**Directions for this task**:
Rewrite the entries below, replacing "one point per instance" with "one point for each instance" wherever it occurs and leaving everything else unchanged.

**Rows**:

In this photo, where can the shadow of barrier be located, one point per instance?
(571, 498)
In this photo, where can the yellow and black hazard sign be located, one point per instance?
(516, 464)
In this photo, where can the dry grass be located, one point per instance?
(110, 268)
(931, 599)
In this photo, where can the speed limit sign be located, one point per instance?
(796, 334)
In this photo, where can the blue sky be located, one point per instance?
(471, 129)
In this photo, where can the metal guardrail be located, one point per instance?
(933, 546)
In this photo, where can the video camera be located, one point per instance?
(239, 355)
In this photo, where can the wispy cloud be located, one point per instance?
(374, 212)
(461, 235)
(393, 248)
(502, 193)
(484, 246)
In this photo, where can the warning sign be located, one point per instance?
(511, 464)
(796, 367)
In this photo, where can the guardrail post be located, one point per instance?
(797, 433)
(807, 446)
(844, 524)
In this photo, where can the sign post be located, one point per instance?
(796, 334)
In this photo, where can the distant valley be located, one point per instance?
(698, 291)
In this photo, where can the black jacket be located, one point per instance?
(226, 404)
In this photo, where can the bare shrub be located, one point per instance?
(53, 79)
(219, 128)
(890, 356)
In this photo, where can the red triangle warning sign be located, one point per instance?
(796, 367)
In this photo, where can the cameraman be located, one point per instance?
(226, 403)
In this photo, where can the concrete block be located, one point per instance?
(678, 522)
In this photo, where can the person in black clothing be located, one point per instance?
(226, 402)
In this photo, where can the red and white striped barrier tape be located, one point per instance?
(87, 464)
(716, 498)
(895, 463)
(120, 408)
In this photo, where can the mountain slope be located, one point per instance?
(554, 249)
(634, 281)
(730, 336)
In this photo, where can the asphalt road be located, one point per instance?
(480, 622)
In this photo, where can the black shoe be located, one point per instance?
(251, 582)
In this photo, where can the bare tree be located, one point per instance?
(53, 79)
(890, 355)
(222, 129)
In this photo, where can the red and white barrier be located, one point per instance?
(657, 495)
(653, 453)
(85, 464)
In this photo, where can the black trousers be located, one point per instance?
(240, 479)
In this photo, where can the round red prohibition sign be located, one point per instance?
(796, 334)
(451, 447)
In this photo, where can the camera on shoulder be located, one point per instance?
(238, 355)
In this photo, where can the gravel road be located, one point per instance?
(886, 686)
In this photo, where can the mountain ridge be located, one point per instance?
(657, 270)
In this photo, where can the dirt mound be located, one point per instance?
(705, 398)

**Written solution**:
In this photo, where can the shadow of barrier be located, one point for each instance?
(571, 498)
In this photo, where can the yellow and black hazard sign be located, one point for each instance?
(516, 464)
In this photo, where can the dry grass be located, one point for each instance?
(110, 268)
(931, 599)
In this photo, where can the speed limit sign be located, one point for each instance?
(796, 334)
In this photo, where can the blue sky be located, one point for each instance?
(471, 129)
In this photo, where can the metal guardrail be located, one point for each instance?
(933, 546)
In this photo, where can the video camera be located, one point for each instance?
(239, 355)
In this photo, where can the wispy cloud be located, one point for each instance?
(374, 212)
(461, 235)
(393, 248)
(502, 193)
(484, 246)
In this photo, where can the warning sign be located, one point for each instance?
(511, 464)
(796, 367)
In this photo, where can the guardrail post be located, one point for each instance?
(797, 433)
(807, 446)
(844, 524)
In this photo, where can the sign post be located, one point for each instance?
(796, 334)
In this photo, where can the distant valley be located, one point for each instance?
(698, 291)
In this photo, where can the black jacket be located, one point for each instance?
(226, 404)
In this photo, where can the bare shrub be located, one point for each instance?
(53, 79)
(219, 128)
(890, 356)
In this photo, where can the red triangle warning sign be located, one point for each instance?
(796, 367)
In this photo, where can the cameraman be located, one point for each instance?
(226, 403)
In this photo, where can the concrete block be located, one point for each instance?
(678, 522)
In this photo, where can the person in black clothing be located, one point for each instance?
(226, 402)
In this photo, where can the red and white striped barrier tape be located, one point for each instance?
(87, 464)
(716, 498)
(895, 463)
(120, 408)
In this photo, where can the mountain slope be located, one point for each instance?
(554, 249)
(634, 281)
(730, 336)
In this photo, where can the asphalt road be located, one point for each instance?
(480, 622)
In this photo, where can the black shoe be located, one point for each instance?
(251, 582)
In this photo, where can the bare tree be located, one point for each instance?
(53, 79)
(890, 355)
(222, 129)
In this photo, where can the red and white barrier be located, one point for each instance?
(657, 495)
(653, 453)
(85, 464)
In this photo, where can the black trousers be located, one point for each instance?
(240, 479)
In this photo, where can the round red prohibition sign be located, one point for each instance?
(796, 334)
(451, 447)
In this photo, where can the camera on shoulder be located, one point for each instance?
(238, 355)
In this photo, where can the gravel road be located, one point for each instance?
(886, 686)
In this photo, where can the mountain ridge be located, one point for each instance?
(657, 270)
In this photo, where can the dirt mound be located, one point for each instance?
(705, 398)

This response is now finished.